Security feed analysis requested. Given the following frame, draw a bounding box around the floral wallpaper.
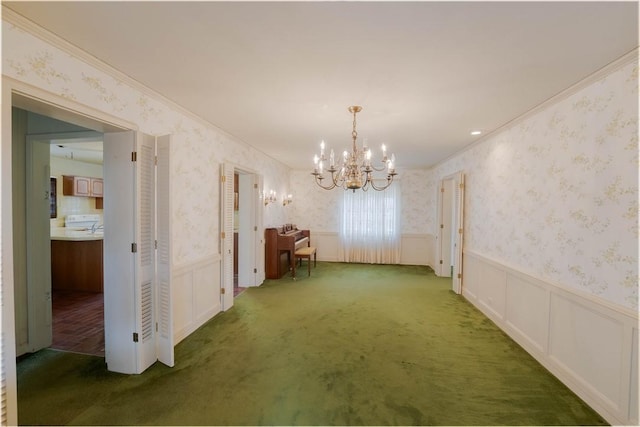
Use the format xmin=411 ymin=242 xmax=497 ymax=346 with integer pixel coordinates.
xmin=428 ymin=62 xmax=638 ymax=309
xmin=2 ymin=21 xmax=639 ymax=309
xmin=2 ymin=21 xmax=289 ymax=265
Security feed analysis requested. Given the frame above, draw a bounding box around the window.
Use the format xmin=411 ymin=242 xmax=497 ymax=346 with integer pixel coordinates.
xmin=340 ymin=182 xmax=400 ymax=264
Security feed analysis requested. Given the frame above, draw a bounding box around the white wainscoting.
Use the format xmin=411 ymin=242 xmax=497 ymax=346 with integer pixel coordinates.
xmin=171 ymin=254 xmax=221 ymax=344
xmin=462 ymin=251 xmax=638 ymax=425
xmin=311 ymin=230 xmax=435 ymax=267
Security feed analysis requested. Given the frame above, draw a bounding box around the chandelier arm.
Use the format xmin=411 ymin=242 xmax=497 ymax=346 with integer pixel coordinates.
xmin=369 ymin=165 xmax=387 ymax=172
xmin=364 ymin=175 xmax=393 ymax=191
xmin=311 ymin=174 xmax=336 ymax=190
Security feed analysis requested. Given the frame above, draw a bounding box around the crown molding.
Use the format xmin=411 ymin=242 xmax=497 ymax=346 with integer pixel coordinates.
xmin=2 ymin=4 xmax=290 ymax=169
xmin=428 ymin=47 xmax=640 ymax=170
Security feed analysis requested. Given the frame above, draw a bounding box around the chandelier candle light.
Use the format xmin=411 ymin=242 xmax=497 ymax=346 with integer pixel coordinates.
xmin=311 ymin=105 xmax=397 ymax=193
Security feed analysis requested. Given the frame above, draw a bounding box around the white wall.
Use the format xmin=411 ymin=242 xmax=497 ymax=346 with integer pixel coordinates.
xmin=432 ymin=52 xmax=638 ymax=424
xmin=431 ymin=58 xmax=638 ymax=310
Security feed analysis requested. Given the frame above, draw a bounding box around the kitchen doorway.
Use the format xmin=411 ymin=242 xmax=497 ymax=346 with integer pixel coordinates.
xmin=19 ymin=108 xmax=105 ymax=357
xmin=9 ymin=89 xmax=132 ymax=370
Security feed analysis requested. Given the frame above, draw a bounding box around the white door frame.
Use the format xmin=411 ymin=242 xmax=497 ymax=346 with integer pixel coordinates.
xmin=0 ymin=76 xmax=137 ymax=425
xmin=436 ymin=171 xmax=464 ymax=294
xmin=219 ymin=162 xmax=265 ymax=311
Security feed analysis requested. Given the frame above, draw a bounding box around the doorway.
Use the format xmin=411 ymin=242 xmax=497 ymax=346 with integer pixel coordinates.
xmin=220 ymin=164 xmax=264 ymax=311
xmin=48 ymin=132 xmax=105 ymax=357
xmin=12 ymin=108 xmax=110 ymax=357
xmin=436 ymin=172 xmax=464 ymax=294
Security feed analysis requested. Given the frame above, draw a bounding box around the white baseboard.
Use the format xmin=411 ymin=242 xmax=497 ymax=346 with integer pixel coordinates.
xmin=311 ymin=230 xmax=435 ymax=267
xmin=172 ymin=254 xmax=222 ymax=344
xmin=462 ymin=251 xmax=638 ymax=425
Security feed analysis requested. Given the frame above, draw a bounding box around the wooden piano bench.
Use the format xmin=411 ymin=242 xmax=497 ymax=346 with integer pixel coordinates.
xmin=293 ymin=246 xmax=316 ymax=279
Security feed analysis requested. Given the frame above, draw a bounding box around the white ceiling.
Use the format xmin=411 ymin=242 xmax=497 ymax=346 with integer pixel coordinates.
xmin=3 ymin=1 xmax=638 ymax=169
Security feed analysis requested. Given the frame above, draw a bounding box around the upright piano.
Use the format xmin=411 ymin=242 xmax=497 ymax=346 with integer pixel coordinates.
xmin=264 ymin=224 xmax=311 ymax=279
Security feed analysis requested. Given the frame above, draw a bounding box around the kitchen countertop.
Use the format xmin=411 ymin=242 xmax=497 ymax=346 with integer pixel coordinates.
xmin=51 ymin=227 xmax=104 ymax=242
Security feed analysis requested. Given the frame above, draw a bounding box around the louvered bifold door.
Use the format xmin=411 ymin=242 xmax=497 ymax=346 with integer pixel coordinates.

______

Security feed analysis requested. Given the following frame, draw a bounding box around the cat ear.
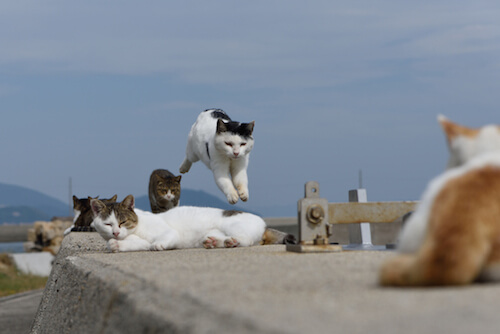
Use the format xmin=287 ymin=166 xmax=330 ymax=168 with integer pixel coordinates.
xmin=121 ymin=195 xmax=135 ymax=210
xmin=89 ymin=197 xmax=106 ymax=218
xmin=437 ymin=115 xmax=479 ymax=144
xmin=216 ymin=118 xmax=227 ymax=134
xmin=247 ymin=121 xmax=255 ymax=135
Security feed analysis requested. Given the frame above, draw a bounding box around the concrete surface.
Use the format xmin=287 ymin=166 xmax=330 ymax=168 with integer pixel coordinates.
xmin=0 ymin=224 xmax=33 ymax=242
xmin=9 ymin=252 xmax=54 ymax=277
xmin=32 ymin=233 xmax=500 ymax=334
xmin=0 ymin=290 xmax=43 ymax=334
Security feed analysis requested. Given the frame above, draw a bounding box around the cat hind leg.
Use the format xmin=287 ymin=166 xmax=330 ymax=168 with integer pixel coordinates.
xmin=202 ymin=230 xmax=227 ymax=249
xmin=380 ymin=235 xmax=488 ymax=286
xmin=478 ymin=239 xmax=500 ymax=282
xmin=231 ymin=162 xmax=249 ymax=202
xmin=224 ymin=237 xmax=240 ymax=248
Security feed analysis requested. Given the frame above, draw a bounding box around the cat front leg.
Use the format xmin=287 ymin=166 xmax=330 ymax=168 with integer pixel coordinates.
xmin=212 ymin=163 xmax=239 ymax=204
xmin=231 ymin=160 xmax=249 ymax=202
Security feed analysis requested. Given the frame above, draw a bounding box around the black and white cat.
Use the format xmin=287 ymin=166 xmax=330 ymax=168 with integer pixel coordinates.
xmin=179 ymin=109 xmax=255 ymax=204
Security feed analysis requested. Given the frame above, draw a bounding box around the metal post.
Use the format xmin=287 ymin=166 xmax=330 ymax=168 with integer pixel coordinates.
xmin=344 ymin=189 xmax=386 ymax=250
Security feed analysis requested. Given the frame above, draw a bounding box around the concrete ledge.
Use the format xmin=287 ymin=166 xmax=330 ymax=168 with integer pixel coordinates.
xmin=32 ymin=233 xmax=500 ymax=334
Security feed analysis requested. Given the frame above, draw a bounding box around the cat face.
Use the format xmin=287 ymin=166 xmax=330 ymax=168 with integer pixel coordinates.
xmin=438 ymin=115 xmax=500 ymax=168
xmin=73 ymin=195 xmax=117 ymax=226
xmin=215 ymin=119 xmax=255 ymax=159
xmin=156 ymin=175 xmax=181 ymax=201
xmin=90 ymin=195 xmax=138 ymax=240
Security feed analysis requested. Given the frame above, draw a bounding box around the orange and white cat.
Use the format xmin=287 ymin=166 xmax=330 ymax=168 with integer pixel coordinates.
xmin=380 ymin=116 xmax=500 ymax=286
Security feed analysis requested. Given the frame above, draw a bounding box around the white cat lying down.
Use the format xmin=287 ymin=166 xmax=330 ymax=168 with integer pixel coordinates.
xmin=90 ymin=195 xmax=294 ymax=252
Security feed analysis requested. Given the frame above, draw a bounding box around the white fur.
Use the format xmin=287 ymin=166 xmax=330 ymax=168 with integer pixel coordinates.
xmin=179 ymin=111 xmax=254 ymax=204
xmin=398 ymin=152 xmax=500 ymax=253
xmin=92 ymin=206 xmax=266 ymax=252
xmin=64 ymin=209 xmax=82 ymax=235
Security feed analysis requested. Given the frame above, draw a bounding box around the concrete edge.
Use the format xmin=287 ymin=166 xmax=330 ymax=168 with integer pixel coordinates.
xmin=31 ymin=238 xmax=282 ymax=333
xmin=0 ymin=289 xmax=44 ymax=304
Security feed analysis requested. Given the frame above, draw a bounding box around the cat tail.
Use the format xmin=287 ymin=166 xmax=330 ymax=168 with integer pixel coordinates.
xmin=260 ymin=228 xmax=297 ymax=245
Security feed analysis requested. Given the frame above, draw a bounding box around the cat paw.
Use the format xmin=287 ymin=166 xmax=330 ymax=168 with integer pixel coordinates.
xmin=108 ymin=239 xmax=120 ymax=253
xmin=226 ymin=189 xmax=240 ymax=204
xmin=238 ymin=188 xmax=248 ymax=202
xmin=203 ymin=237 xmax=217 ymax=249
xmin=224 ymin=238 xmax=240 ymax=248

______

What is required: Return the lines from the one containing "the white fur." through the one containing "xmin=0 ymin=289 xmax=44 ymax=304", both included, reproducing each character for character.

Output for this exercise:
Security feed analysis requested. Given the frame above, draw a bounding box around the white fur.
Use the format xmin=287 ymin=166 xmax=330 ymax=168 with integer pixel coordinates.
xmin=179 ymin=111 xmax=254 ymax=204
xmin=398 ymin=152 xmax=500 ymax=253
xmin=92 ymin=206 xmax=266 ymax=252
xmin=64 ymin=209 xmax=82 ymax=235
Security feed analysis requested. Given the frame above, draw a bounding box around the concrete edge.
Use the format xmin=287 ymin=166 xmax=330 ymax=168 with integer pixel coordinates.
xmin=31 ymin=238 xmax=282 ymax=333
xmin=0 ymin=289 xmax=44 ymax=304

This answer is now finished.